**** SOURCE EXCERPT

Setback for hot water tank?

SteveQ, how many degrees does the hot water drop when you typically turn it off the hot water?  If it is a rather short period of time, and I don't know where you live or where your hot water heater is located, you could be fine, but your savings seem to be totally associated to your rate schedule.  Three water heater replacements tells me that dropping the temps more than 5 or 10 degrees DOES cause water heater leaks from the constant temp changes.  Ideally you would want to preheat your water a bit hotter before your shutdown period, but that also means you can't use much water during that shutdown period either. 
 
You say you save $5-$10 a month?  I was having to replace my water heater every 1 to 2 years, and even with the warranty paying for the new water heaters, the labor charges would eat all the savings.

 
 
ano said:
SteveQ, how many degrees does the hot water drop when you typically turn it off the hot water?  If it is a rather short period of time, and I don't know where you live or where your hot water heater is located, you could be fine, but your savings seem to be totally associated to your rate schedule.  Three water heater replacements tells me that dropping the temps more than 5 or 10 degrees DOES cause water heater leaks from the constant temp changes.  Ideally you would want to preheat your water a bit hotter before your shutdown period, but that also means you can't use much water during that shutdown period either. 
 
I don't quite understand this... isn't the temperature in the tank in flux quite a bit?  Here in Canada in the winter there is some very cold water (5-10 degC). If I draw out 20 gal of hot water, it is being replaced with this very cold water. The tank temperature will have dropped considerably (at least at the bottom of the tank). This is normal usage. I suppose it is uncommon that the top of the tank will have cold water (unless you use all the hot water).  Are you sure there is not some other factor at play causing the tank faliures?  BTW: I have an electric tank and it can take 40min to reheat the water after a shower... so the water is cooler than the setpoint for quite a while. 
 
I have considered turing off the tank during peak electrical hours but the times were adjusted to make it a non issue. i.e off-peak starts at 7pm. Kids have their baths around that time so it is pretty easy not to draw hot water during peak hours (no dishwasher, no washing machine).

********
**** INFORMATION SUPPLIED

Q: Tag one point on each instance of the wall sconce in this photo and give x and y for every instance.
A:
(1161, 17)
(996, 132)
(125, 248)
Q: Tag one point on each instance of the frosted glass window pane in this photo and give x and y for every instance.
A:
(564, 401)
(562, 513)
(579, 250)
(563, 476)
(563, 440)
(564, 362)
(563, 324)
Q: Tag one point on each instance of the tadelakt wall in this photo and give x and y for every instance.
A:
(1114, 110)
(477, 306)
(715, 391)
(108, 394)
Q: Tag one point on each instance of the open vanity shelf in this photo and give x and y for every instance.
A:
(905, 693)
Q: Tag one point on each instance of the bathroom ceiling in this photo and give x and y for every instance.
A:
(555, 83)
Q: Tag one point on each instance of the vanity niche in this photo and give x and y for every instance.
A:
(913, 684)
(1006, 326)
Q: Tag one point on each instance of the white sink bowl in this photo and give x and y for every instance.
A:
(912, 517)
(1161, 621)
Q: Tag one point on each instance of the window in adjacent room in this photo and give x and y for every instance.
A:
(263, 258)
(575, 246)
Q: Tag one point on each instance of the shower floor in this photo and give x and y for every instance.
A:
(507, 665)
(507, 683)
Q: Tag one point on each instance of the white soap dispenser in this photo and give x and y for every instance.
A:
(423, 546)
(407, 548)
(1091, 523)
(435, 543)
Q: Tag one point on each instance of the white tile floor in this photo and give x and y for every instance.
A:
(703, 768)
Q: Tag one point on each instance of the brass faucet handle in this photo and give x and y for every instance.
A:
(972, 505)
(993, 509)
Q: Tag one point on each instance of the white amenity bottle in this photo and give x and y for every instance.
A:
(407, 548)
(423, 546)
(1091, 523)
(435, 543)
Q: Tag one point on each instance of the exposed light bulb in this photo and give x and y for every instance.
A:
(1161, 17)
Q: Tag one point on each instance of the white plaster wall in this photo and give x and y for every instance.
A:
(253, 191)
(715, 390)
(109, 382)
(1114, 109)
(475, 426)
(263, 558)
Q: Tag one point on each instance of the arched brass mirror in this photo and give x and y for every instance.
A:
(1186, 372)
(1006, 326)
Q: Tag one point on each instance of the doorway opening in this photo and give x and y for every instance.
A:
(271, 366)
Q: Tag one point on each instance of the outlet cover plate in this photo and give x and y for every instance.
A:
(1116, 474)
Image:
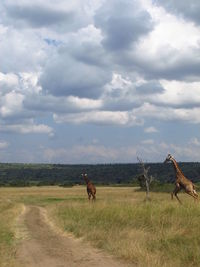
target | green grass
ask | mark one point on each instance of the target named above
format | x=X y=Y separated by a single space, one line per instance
x=8 y=211
x=156 y=233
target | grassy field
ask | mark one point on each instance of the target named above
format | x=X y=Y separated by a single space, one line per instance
x=158 y=233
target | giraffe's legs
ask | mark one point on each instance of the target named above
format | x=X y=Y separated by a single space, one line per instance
x=195 y=196
x=89 y=196
x=175 y=192
x=93 y=197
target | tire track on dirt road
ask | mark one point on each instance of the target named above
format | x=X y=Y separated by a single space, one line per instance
x=46 y=247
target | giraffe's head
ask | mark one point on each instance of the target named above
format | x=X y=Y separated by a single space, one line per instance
x=168 y=158
x=84 y=175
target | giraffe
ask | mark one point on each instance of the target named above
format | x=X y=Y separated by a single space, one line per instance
x=91 y=190
x=181 y=181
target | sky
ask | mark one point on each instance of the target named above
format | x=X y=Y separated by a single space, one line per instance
x=87 y=81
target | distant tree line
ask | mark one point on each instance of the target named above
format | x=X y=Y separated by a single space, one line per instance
x=102 y=174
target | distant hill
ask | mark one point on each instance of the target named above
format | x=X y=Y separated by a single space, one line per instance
x=61 y=174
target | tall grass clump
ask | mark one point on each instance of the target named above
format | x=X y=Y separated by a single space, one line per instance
x=158 y=233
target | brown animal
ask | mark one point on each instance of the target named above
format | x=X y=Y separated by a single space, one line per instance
x=91 y=189
x=181 y=181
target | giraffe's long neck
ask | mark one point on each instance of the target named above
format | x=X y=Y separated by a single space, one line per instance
x=176 y=167
x=86 y=179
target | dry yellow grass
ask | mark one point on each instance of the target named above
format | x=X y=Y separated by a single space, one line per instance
x=158 y=233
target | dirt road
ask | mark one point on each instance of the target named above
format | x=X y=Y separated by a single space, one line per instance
x=46 y=247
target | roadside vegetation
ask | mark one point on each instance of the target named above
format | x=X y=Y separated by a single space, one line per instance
x=8 y=213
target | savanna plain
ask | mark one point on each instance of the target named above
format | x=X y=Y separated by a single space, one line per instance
x=160 y=232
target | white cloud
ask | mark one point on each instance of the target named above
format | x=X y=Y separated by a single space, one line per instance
x=100 y=117
x=150 y=129
x=3 y=144
x=148 y=142
x=27 y=128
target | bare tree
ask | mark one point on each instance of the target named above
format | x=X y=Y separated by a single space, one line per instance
x=145 y=177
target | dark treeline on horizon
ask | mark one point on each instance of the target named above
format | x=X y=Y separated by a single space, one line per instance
x=102 y=174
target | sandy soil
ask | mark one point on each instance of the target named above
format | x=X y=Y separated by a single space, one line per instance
x=44 y=246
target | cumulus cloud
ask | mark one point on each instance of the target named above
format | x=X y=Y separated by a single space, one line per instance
x=27 y=128
x=122 y=23
x=64 y=76
x=62 y=16
x=188 y=10
x=88 y=153
x=3 y=144
x=100 y=117
x=117 y=63
x=150 y=129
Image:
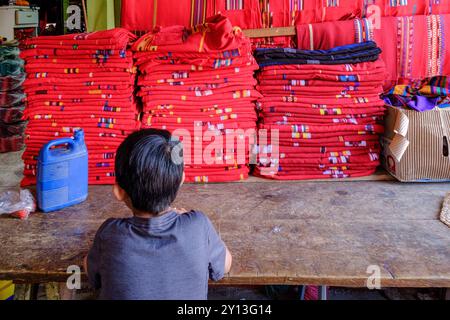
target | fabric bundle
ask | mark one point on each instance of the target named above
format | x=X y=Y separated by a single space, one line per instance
x=414 y=47
x=428 y=94
x=321 y=112
x=80 y=81
x=198 y=83
x=11 y=98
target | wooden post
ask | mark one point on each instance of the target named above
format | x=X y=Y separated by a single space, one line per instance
x=85 y=15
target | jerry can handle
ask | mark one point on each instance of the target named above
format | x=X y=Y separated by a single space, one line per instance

********

GOAL OF THE EXERCISE: Reproduce the entire forum thread about setting back a hot water tank, word for word.

OUTPUT FOR THIS TASK:
Setback for hot water tank?

SteveQ, how many degrees does the hot water drop when you typically turn it off the hot water?  If it is a rather short period of time, and I don't know where you live or where your hot water heater is located, you could be fine, but your savings seem to be totally associated to your rate schedule.  Three water heater replacements tells me that dropping the temps more than 5 or 10 degrees DOES cause water heater leaks from the constant temp changes.  Ideally you would want to preheat your water a bit hotter before your shutdown period, but that also means you can't use much water during that shutdown period either. 
 
You say you save $5-$10 a month?  I was having to replace my water heater every 1 to 2 years, and even with the warranty paying for the new water heaters, the labor charges would eat all the savings.

 
 
ano said:
SteveQ, how many degrees does the hot water drop when you typically turn it off the hot water?  If it is a rather short period of time, and I don't know where you live or where your hot water heater is located, you could be fine, but your savings seem to be totally associated to your rate schedule.  Three water heater replacements tells me that dropping the temps more than 5 or 10 degrees DOES cause water heater leaks from the constant temp changes.  Ideally you would want to preheat your water a bit hotter before your shutdown period, but that also means you can't use much water during that shutdown period either. 
 
I don't quite understand this... isn't the temperature in the tank in flux quite a bit?  Here in Canada in the winter there is some very cold water (5-10 degC). If I draw out 20 gal of hot water, it is being replaced with this very cold water. The tank temperature will have dropped considerably (at least at the bottom of the tank). This is normal usage. I suppose it is uncommon that the top of the tank will have cold water (unless you use all the hot water).  Are you sure there is not some other factor at play causing the tank faliures?  BTW: I have an electric tank and it can take 40min to reheat the water after a shower... so the water is cooler than the setpoint for quite a while. 
 
I have considered turing off the tank during peak electrical hours but the times were adjusted to make it a non issue. i.e off-peak starts at 7pm. Kids have their baths around that time so it is pretty easy not to draw hot water during peak hours (no dishwasher, no washing machine).